**Given information**.
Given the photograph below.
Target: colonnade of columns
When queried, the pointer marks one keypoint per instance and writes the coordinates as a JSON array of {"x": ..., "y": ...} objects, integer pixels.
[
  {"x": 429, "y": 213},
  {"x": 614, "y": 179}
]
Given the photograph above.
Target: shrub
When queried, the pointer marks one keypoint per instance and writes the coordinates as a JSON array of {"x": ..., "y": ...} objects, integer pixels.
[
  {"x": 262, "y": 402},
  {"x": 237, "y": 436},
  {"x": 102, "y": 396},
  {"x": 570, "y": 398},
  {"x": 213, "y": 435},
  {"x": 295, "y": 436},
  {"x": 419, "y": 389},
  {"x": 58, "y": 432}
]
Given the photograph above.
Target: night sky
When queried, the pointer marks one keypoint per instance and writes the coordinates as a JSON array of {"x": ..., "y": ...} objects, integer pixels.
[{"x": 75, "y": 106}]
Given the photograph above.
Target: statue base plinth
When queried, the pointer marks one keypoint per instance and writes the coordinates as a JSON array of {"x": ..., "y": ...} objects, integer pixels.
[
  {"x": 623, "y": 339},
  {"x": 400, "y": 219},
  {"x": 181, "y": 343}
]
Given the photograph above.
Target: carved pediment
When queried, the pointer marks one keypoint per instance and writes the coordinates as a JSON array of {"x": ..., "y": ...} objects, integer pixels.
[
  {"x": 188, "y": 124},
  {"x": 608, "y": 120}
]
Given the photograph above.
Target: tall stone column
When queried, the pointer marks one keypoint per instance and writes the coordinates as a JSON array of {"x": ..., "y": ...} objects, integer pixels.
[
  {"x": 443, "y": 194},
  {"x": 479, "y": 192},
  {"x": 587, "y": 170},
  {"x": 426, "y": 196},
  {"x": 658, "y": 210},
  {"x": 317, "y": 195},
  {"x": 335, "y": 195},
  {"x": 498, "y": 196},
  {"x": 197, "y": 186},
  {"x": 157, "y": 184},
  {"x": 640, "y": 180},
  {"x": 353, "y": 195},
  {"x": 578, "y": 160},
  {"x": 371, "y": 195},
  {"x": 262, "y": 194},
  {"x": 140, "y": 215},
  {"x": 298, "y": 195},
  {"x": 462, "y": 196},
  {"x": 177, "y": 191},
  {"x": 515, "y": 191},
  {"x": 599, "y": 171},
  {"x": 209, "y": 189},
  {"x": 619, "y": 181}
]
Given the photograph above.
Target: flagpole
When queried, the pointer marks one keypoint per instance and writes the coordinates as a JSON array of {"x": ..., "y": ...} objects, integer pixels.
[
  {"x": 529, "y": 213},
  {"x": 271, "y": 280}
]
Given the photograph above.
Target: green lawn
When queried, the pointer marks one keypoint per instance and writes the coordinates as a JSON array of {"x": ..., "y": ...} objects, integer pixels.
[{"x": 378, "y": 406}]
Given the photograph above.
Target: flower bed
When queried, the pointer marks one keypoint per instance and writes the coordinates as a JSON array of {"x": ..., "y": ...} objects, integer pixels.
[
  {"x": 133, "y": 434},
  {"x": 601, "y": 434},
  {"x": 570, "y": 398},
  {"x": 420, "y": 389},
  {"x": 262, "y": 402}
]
==
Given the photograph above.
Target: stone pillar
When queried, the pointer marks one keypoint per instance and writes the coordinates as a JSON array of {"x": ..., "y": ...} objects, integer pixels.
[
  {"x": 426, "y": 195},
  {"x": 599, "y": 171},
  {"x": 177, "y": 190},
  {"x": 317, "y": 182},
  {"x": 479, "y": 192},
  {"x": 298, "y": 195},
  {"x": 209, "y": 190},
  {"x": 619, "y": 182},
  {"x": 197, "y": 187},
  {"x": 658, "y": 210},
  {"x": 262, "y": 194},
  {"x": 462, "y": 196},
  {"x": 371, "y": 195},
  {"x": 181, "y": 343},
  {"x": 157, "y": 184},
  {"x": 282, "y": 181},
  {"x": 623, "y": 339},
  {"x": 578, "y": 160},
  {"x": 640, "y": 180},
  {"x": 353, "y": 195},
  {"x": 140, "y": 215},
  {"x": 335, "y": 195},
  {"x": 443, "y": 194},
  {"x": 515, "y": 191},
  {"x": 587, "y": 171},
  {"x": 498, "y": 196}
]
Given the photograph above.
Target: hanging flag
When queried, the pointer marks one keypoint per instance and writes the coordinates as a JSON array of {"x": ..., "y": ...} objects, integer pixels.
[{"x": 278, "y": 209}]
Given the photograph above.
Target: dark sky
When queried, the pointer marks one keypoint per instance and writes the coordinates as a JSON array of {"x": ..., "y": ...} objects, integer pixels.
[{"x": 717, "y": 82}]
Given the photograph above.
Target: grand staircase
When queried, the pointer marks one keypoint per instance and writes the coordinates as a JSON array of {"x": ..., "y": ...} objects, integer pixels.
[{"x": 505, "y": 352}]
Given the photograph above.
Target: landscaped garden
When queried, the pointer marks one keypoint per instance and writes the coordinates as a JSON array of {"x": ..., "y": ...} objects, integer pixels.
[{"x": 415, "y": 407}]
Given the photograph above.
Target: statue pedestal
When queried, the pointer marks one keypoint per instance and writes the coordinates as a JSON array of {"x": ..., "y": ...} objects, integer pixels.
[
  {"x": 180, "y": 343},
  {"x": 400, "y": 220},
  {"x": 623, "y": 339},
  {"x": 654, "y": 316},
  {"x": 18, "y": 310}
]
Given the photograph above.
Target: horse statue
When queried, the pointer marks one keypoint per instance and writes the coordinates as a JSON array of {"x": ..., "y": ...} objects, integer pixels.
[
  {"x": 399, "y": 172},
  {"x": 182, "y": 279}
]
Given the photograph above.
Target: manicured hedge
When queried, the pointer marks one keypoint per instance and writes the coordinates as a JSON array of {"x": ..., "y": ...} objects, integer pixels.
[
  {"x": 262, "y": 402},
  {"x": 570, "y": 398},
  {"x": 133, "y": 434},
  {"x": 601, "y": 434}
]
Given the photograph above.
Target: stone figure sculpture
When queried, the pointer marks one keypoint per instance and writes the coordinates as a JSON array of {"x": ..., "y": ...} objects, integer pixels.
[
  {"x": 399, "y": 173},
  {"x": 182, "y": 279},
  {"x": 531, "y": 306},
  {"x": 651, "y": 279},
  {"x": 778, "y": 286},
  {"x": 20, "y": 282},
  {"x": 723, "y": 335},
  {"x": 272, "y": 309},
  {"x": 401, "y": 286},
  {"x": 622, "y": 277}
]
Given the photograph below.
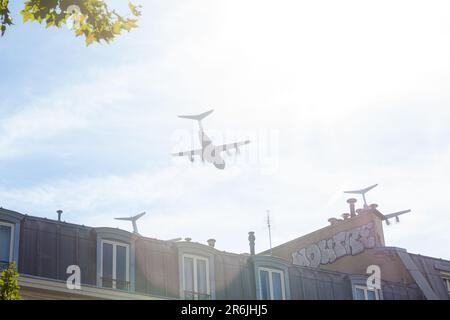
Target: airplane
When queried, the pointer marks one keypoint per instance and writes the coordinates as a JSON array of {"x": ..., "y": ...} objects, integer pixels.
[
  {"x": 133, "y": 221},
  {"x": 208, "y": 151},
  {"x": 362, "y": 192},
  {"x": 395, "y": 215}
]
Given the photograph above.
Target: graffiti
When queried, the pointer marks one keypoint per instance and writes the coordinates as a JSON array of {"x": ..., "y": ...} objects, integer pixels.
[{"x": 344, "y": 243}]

**Try it**. Extract exactly and only the lines above from the line containing "Target: flagpole" through the line containing "Target: green lawn", both end lines included.

**Exercise output**.
Target: flagpole
When queried, the pointer marks one keypoint per instance and writes the coordinates as a JSON array of {"x": ..., "y": ...} objects, integer pixels.
[
  {"x": 529, "y": 213},
  {"x": 271, "y": 280}
]
Given the photograph above.
Target: green lawn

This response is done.